* Your instructions:
Restate, in full and unchanged, the entries that follow, but not their pictures.
(Supplied data)
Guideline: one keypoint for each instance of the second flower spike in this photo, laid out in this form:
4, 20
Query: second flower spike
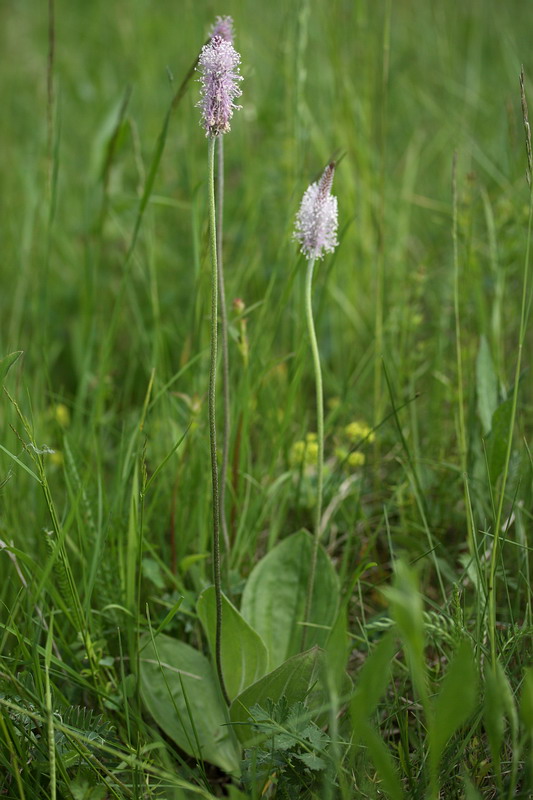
219, 68
316, 222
(End Supplied data)
* Solved exercise:
Guideline: one keypoint for each instance of the second flower spike in this photo, laid out in this form:
4, 20
Query: second flower spike
219, 68
316, 222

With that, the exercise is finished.